• [Page]:
Honest Christianity – spiritual status update


I have been thinking about what I would write for a spiritual status update just like you might do a status update on facebook.  Lily Allen sings in The Fear “Now I’m not a saint, but I’m not a sinner” – that is an interesting theological statement!  I have spent many years reflecting on the identity of humanity – am I a saint, a sinner or both or neither?!

My take from surveying the whole of Scripture and my evangelical heritage is that before I was a follower of Jesus I was a sinner. That is not to say that God didn’t love me. When I chose to follow God (or God chose me, oh I feel another blog coming on) and as the baptism service says I “turned to Christ”, that’s when my spiritual status changed. That’s when I stopped being a sinner and became a saint.  It was not about suddenly becoming a better person or God loving me more – God loved me just the same and I didn’t become a perfect human being overnight.

Calling myself a saint is not a statement of big headedness, just spiritual fact as I understand it.  God changed my position, not me. It cannot be changed back (sorry I feel yet another blog coming on). You cannot be both, you are one or the other. Don’t get me wrong, I am not in a position to speak on behalf of anyone else. That’s not my job, I can’t make that kind of call and I am certainly not intending to be judgemental or label other people.

• [Data extract]:
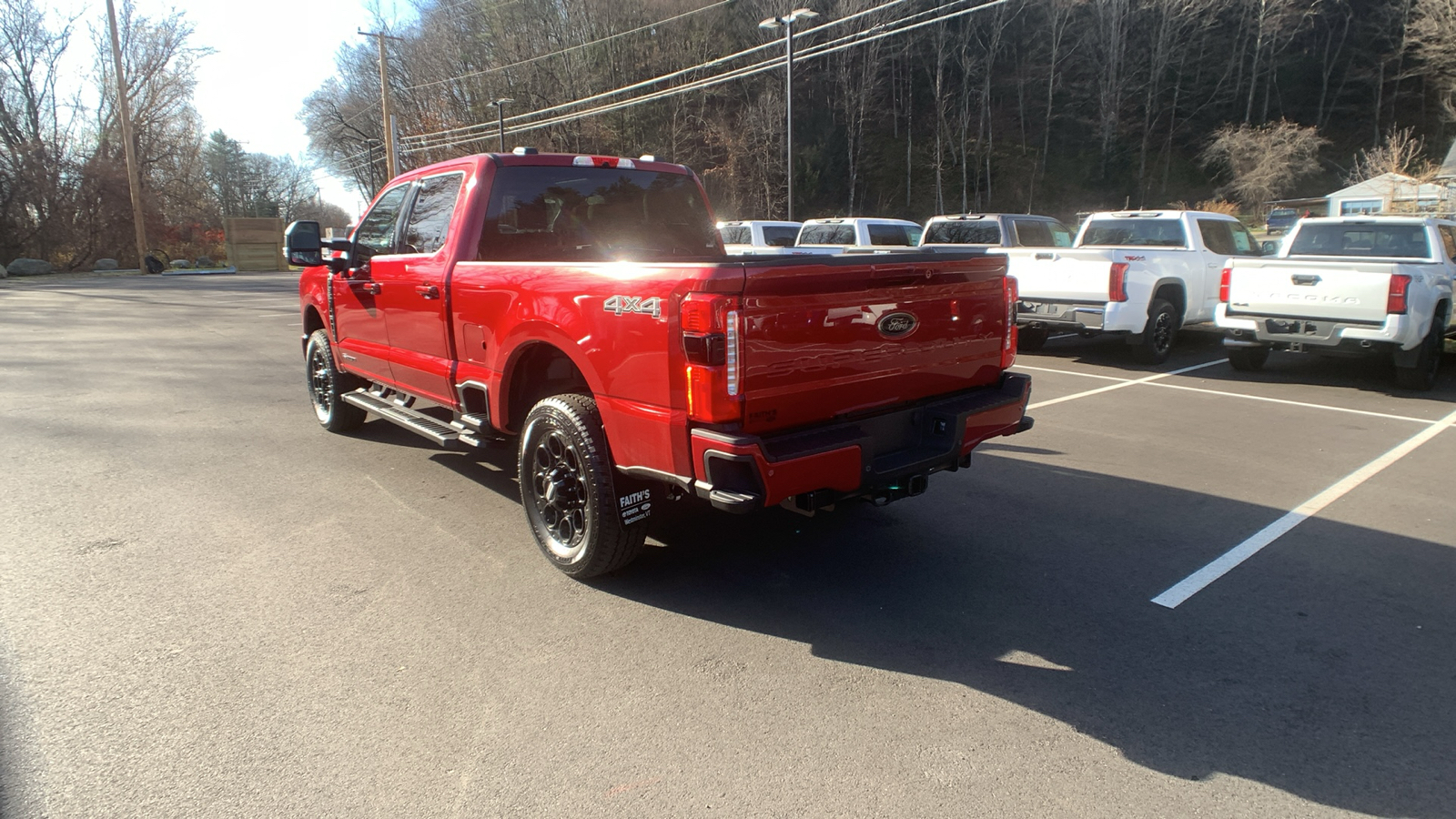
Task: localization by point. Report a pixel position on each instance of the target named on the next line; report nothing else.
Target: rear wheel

• [Stated problem]: Carry on the blog post about whether a follower of Jesus is a saint or a sinner, starting right after its last sentence.

• [Solved exercise]:
My status got updated, now I am no longer a sinner, I am a saint who sins.


Lily Allen and Greg Kurstin The Fear 2008


2 thoughts on “Honest Christianity – spiritual status update

  1. Very interesting thoughts, been writing about my own changes of spiritual status lately too, though very different to yours.
    Would you say that someone who was a Christian, baptised etc and believed very firmly but then slowly lost that faith through challenge and doubt, saint or sinner? Because I’m not sure I could or should qualify for either, would be satisfied with just plain old human being instead though! 😉
    Take care

    • Hi Laura, excellent point, I would agree that we are all first and foremost human beings. This affirms our commonality and universal spiritual needs of love, and sense of hope and purpose.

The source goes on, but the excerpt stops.